- _TEXT_
[start]
Here is my talk and I thank Yarrow, again, here, for surprising me with the topic and providing the experience that generated it.
Here is my talk and I thank Yarrow, again, here, for surprising me with the topic and providing the experience that generated it.
Disclaimer: What worked for me may not work for you.
I raised a round of seed funding recently. I’d been working hard at it, and at the same time working hard with my co-founder and team to build a product and a company. We’re far from done but a recent chat with Amy Puliafito at a Rock Health XX Dinner made me realize I need to pause, take a breath and acknowledge a few things that helped me and may help other women (and men) out there who are trying to do the same thing.
Fact #1: I am a woman building a startup in Silicon Valley competing against a field of, mostly, young men. The odds are against me.
Step 1: Stop worrying about being a woman or [insert whatever reason you think you’ll fail here] and focus on your strengths.
Focus on the strength of your idea, team and timing. If you want an amazing blog on the definition of tech, team and timing go here (warning, my co-founder is not for the faint of heart; he’s no brogrammer—scorching of earth commence).
You are going to have to pitch and get rejected more times than you can imagine. A VC once told me kindly (and I mean really, really kindly—as in “I want to spare you the pain of failure” kindly), “Below us are two floors of seed stage startups, the average person is male and under 20”. Deep breath. OK.
With odds like that, if you’re ready to jump in this pool don’t worry about being a woman (I mean with odds like that, what was worrying going to change?), focus on what you can affect—your idea, pitch, team, tech, timing. You’ll make a difference by executing and succeeding. If you are a woman and your target audience is too, use that to your advantage. No one knows your audience better than you do.
Fact #2: I’ve spent hours learning/doing the mechanics of incorporation, capitalization, and startup operations. I know another woman entrepreneur who films herself pitching 12x a day.
Step 2: Prepare.
I know my cap table. I’ve raised money on a convertible note and negotiated a priced round and I know the pros and cons of each. I’ve incorporated a company…myself…but I know when to get and how to use an attorney. I know the vocabulary and I can answer questions with confidence. Excel is my friend.
Educate yourself on all these things—incorporation, funding, operations and everything else (Caveat: I already knew how to ship product). It’s all out there to read if you look. Brad Feld’s posts on term sheets are particularly helpful. Valuations and specific mechanics may change by the year (month) but the basics are all there and very well discussed. VCs like Mark Suster and Dave McClure make it their business to tell you just about everything and more (thank you, sirs) and they all argue with each other so listen to their arguments. You will need to be able to answer questions about your company in any period of time and any order so do yourself a favor and learn it in your bones. Or, as my sensei sometimes required when we practiced sparring, pitch blindfolded.
Fact #3: It took me 8 months to raise $1.3M. I hear it took Pinterest longer.
Step 3: Don’t Follow the Herd and Don’t Worry if Your Raise Doesn’t Look Like “Their” Raise.
[end]
- _PROBLEM 1_
Rewrite the bounding box labeling listing as a Markdown table with the columns n and Line, giving one row per line, skipping blank lines and leaving out the pictures.

- _Entries for bounding box labeling_
[start]
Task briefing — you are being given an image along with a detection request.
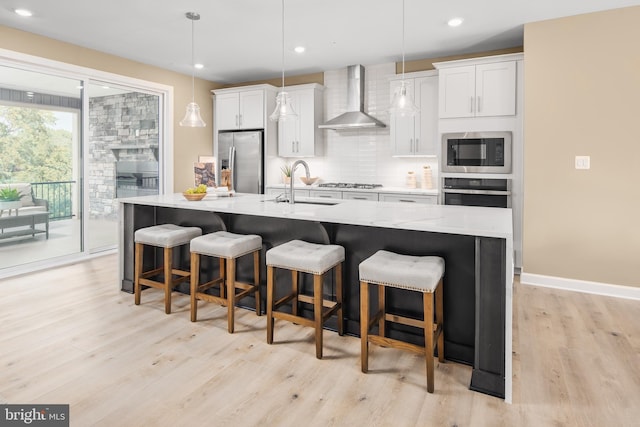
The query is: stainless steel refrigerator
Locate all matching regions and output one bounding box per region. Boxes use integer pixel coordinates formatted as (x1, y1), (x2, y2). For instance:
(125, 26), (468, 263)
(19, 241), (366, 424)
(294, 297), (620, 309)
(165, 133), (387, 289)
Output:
(218, 130), (264, 194)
[end]
- _PROBLEM 2_
Extend the essay on raising a seed round, picking up after its final line.

- _RESULT 1_
| n | Line |
|---|---|
| 1 | Task briefing — you are being given an image along with a detection request. |
| 2 | The query is: stainless steel refrigerator |
| 3 | Locate all matching regions and output one bounding box per region. Boxes use integer pixel coordinates formatted as (x1, y1), (x2, y2). For instance: |
| 4 | (125, 26), (468, 263) |
| 5 | (19, 241), (366, 424) |
| 6 | (294, 297), (620, 309) |
| 7 | (165, 133), (387, 289) |
| 8 | Output: |
| 9 | (218, 130), (264, 194) |

- _RESULT 2_
Raising my seed round felt like mountain climbing looks—one agonizing milestone at a time. That’s ok, we were building product and moving forward. Evaluate yourself and your raise on the strength of each investor you attract. If you are able to attract smart investors you are fine, it doesn’t matter if it takes longer than the people around you.
You will hear stories every day that so-in-so raised $4M in four days on AngelList. Tomorrow it may be you, but until then don’t judge your success by those anomalies. Don’t chase an outcome you can’t realistically achieve. Focus on investors who will evaluate you and your business outside of the flash funding lens and on the merits of your team, tech and timing. Is there a time to reconsider, to stop, if it isn’t going well? Yes, but I can’t tell you when, you must be honest with yourself.
Fact #4: Men are great.
Step 4: Learn to judge people quickly and well.
I have amazing women on my team who move mountains every day to build our company. Three of our advisors are women who dominate their field. However, the only people who have invested their money in our company, and in me, are men. If you missed Dave McClure’s thought provoking post on women investing I recommend you read it. Unfortunately, my experience supports his view.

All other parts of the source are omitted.